** start **
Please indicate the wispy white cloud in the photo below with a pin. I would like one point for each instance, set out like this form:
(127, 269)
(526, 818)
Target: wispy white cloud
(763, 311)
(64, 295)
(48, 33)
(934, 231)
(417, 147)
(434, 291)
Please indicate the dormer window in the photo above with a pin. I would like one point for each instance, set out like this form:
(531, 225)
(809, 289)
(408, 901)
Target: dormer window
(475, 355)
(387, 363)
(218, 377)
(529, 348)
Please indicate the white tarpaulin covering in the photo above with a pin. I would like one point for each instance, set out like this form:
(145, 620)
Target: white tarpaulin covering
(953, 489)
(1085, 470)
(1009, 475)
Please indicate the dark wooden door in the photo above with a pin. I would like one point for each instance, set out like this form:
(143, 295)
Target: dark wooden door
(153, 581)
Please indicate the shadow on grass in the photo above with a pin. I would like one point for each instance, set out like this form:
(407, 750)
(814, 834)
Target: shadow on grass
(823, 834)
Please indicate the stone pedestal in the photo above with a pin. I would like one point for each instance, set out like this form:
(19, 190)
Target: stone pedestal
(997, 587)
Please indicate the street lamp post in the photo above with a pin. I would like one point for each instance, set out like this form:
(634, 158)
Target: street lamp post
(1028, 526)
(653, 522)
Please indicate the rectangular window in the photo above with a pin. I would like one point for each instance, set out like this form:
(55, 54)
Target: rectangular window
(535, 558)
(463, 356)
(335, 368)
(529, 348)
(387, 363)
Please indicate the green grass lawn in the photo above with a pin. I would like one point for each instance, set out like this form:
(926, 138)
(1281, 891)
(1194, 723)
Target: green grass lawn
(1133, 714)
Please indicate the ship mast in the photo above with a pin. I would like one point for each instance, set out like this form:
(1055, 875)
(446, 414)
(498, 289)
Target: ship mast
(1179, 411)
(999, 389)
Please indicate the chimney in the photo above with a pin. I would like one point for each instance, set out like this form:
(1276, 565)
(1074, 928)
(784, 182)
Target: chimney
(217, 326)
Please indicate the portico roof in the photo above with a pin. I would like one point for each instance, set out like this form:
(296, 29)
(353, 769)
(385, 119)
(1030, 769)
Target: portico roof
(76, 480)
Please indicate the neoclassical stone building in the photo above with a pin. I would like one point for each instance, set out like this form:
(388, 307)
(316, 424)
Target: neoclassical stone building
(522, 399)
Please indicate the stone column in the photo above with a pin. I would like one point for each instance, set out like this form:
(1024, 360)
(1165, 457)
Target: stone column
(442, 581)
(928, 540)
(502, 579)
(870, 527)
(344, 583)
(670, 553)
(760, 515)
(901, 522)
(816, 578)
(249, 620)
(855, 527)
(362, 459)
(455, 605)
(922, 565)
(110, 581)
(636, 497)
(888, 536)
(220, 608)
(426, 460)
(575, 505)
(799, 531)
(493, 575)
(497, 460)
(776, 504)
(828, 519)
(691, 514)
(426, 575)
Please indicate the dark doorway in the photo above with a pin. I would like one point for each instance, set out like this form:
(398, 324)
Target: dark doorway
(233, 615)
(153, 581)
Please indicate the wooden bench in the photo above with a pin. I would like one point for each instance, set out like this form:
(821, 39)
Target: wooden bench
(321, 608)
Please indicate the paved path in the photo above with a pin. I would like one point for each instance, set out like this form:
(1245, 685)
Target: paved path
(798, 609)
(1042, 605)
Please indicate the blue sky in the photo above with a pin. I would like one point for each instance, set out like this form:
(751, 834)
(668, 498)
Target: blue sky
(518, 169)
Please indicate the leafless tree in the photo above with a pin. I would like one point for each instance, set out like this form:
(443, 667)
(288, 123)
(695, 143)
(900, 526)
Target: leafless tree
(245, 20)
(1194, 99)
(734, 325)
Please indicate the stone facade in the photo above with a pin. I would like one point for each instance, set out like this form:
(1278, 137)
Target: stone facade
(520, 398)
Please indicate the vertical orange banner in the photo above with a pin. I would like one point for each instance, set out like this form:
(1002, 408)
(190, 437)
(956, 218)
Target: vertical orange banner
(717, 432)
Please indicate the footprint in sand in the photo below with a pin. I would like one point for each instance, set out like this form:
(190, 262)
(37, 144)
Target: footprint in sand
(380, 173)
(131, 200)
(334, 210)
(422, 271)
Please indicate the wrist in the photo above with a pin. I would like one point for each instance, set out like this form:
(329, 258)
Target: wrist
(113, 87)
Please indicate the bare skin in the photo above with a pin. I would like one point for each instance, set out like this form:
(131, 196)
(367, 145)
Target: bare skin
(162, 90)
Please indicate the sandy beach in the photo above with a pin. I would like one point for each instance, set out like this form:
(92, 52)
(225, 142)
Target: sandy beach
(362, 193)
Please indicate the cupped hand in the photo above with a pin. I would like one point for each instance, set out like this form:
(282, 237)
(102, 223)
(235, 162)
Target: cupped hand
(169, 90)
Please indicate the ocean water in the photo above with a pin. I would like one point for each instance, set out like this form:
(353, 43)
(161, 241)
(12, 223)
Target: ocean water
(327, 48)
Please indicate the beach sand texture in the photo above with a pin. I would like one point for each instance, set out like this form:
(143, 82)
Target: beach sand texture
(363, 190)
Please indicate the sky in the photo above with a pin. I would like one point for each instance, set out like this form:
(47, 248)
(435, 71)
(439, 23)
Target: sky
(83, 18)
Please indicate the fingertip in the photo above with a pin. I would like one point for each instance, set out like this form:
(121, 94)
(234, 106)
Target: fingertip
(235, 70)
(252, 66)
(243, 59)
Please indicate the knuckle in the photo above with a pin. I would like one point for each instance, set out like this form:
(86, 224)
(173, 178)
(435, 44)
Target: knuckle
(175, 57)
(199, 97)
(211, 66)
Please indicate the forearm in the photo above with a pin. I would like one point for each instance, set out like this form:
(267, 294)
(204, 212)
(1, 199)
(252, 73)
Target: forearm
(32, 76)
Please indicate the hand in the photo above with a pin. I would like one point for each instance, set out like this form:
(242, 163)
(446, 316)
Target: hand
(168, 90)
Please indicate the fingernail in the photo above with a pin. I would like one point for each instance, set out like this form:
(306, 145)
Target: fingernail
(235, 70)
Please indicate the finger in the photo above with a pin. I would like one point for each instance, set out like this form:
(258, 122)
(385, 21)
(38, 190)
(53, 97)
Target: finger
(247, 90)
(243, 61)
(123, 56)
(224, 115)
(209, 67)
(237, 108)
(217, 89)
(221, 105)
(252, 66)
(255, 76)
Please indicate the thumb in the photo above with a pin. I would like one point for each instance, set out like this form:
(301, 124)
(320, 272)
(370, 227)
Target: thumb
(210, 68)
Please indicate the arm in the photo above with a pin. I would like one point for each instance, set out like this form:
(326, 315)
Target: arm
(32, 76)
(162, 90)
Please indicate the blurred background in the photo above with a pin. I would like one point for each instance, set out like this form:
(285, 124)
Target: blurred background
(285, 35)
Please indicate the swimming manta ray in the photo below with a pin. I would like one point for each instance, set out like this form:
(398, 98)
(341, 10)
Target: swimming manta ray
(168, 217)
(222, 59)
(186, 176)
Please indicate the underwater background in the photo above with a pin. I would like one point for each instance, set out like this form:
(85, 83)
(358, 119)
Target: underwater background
** end **
▶ Given task:
Could you quote the entire listing above, every line, word for word?

▶ The result:
Please indicate the wispy white cloud in the photo below with a pin. I would like one point for each instance, set out like this form:
(127, 269)
(526, 818)
Target: wispy white cloud
(763, 311)
(64, 295)
(48, 33)
(934, 231)
(417, 147)
(434, 291)
Please indicate the dormer window in the photo above with a pin. I would like one point for each instance, set out like this form:
(531, 225)
(809, 289)
(408, 901)
Target: dormer window
(475, 355)
(387, 363)
(218, 377)
(529, 348)
Please indicate the white tarpaulin covering in the photo above with a pin. I would like one point for each instance, set out like this form:
(145, 620)
Target: white tarpaulin covering
(953, 489)
(1085, 470)
(1009, 475)
Please indicate the dark wooden door in the photo above with a pin. I would like one point for each instance, set out like this form:
(143, 295)
Target: dark wooden door
(153, 581)
Please indicate the shadow on grass in the photo above with a pin. I would like one point for each instance, set out like this form:
(407, 750)
(814, 834)
Target: shadow on grass
(823, 834)
Please indicate the stone pedestal in the photo above with a pin. I would like one point for each instance, set out like this form:
(19, 190)
Target: stone pedestal
(997, 587)
Please indicate the street lamp post in the photo above with a pin. I would like one point for each instance, set out like this form:
(634, 158)
Target: street lamp post
(1028, 526)
(653, 522)
Please indicate the rectangular window in the photo above with a pin. I would like one point for each instance, set out like this form:
(55, 54)
Target: rectangular window
(535, 558)
(463, 356)
(335, 368)
(529, 348)
(387, 363)
Please indicate the green grass lawn in the photo above with a pin. I would like one point for each instance, set out like this form:
(926, 138)
(1281, 891)
(1194, 723)
Target: green grass lawn
(1133, 714)
Please indicate the ship mast in the photo above with a pin. I would like one point for each instance, set out like this form:
(1055, 875)
(446, 414)
(498, 289)
Target: ship mast
(1179, 411)
(999, 389)
Please indicate the chimney in the photo above with a pin. I would like one point for each instance, set out like this form:
(1276, 565)
(1074, 928)
(784, 182)
Target: chimney
(217, 326)
Please indicate the portico roof in the photo above with a pin. I would like one point for each instance, set out like this form:
(296, 29)
(353, 769)
(385, 119)
(1030, 769)
Target: portico roof
(76, 480)
Please indicate the neoclassical stone building in the photo above with a pin. I would like one point for each instance, set out like this form:
(388, 307)
(316, 424)
Target: neoclassical stone building
(522, 399)
Please indicate the stone column in the photo above with a pin. I would like one point for each instance, set out like this form:
(1024, 360)
(1165, 457)
Target: stone column
(442, 581)
(928, 540)
(502, 579)
(870, 527)
(344, 583)
(670, 553)
(760, 515)
(901, 522)
(816, 578)
(249, 620)
(855, 527)
(362, 459)
(455, 605)
(922, 565)
(110, 581)
(636, 497)
(888, 536)
(220, 608)
(426, 460)
(575, 505)
(799, 531)
(493, 575)
(497, 460)
(776, 504)
(828, 519)
(691, 514)
(426, 575)
Please indicate the dark doorway in the photo above with a pin. I would like one point for each instance, set out like this form:
(398, 324)
Target: dark doorway
(233, 615)
(153, 581)
Please indicate the wooden bench in the photo above with a pin. I would like one point for each instance, set out like this form:
(821, 39)
Target: wooden bench
(321, 608)
Please indicate the paved path in the photo above with a pin. I would like one point for each instance, set out like this form:
(1245, 685)
Target: paved path
(798, 609)
(1042, 605)
Please indicate the blue sky in the photo above with a pin. I would like one point for each instance, set out like this form:
(751, 834)
(668, 498)
Target: blue sky
(518, 169)
Please indicate the leafless tree in the photo above with a pin. I would like one point for each instance, set out like this form:
(443, 667)
(288, 123)
(695, 143)
(900, 526)
Target: leafless tree
(245, 20)
(1194, 99)
(734, 325)
Please indicate the stone facade in the photo above with a pin. I would like one point for each instance, set out like this form:
(1278, 137)
Target: stone facade
(520, 398)
Please indicate the vertical orange banner in the photo above with a pin. I would like one point for each instance, set out like this form:
(1002, 408)
(190, 437)
(956, 218)
Target: vertical orange banner
(717, 432)
Please indicate the footprint in sand in the photo below with a pin. I would like one point for each instance, set out like this form:
(190, 262)
(37, 144)
Target: footprint in sand
(380, 173)
(131, 200)
(334, 210)
(422, 271)
Please indicate the wrist in the photo above with a pin. I would like one point for each instance, set out like this form:
(329, 258)
Target: wrist
(113, 87)
Please indicate the bare skin in the photo above with a pin. I would like one point for each instance, set out like this form:
(131, 196)
(367, 145)
Target: bare skin
(162, 90)
Please indicate the sandy beach in the photo above with a pin. I would like one point for each instance, set out like this form:
(92, 52)
(225, 142)
Target: sandy beach
(362, 193)
Please indicate the cupped hand in the photo above with a pin. I would like one point for each instance, set out like this form:
(282, 237)
(102, 223)
(235, 162)
Target: cupped hand
(169, 90)
Please indicate the ocean water in the photo above with a pin. I would like one point for each instance, set out like this form:
(353, 43)
(161, 241)
(12, 223)
Target: ocean water
(327, 48)
Please indicate the beach sand texture in the photo above with a pin. I would like one point for each instance, set out like this form:
(143, 82)
Target: beach sand texture
(363, 190)
Please indicate the sky in the photo above with a pin. I would like one point for each instance, set out like this form:
(47, 248)
(435, 71)
(439, 23)
Target: sky
(83, 18)
Please indicate the fingertip in the photo above with a pin. I would like one point for each instance, set out like this form:
(121, 94)
(234, 106)
Target: fingertip
(235, 70)
(252, 66)
(243, 59)
Please indicate the knuckle in the photo above with a pin. I would like one point for each instance, set out like this form:
(86, 224)
(173, 178)
(435, 44)
Target: knuckle
(175, 57)
(199, 97)
(211, 66)
Please indicate the forearm in the photo above with a pin. I would like one point for each instance, set out like this form:
(267, 294)
(204, 212)
(1, 199)
(252, 73)
Target: forearm
(32, 76)
Please indicate the hand in the photo above with a pin. I would like one point for each instance, set out like this form:
(242, 163)
(446, 316)
Target: hand
(168, 90)
Please indicate the fingernail in the photo above with a pin. I would like one point for each instance, set out like this form:
(306, 145)
Target: fingernail
(235, 70)
Please indicate the finger in the photo above with a pin. I would like one point for each instance, set out like this form:
(258, 122)
(385, 21)
(38, 190)
(53, 97)
Target: finger
(247, 90)
(243, 61)
(123, 56)
(224, 115)
(209, 67)
(237, 108)
(217, 89)
(221, 105)
(252, 66)
(255, 76)
Please indicate the thumb in the photo above with a pin. I would like one point for each instance, set out like this form:
(301, 124)
(320, 272)
(370, 227)
Target: thumb
(210, 68)
Please indicate the arm in the photo above with a pin. I would like one point for each instance, set out like this form:
(326, 315)
Target: arm
(32, 76)
(162, 90)
Please indicate the blurred background in the photo above with a pin. I would like one point for each instance, set out like this form:
(285, 124)
Target: blurred background
(285, 35)
Please indicate the swimming manta ray in the photo below with a pin. I would like one point for each instance, set out like this form:
(398, 98)
(341, 10)
Target: swimming manta ray
(168, 217)
(222, 59)
(186, 176)
Please indicate the underwater background in the photo above with a pin. I would like one point for each instance, set out like this form:
(85, 83)
(358, 119)
Target: underwater background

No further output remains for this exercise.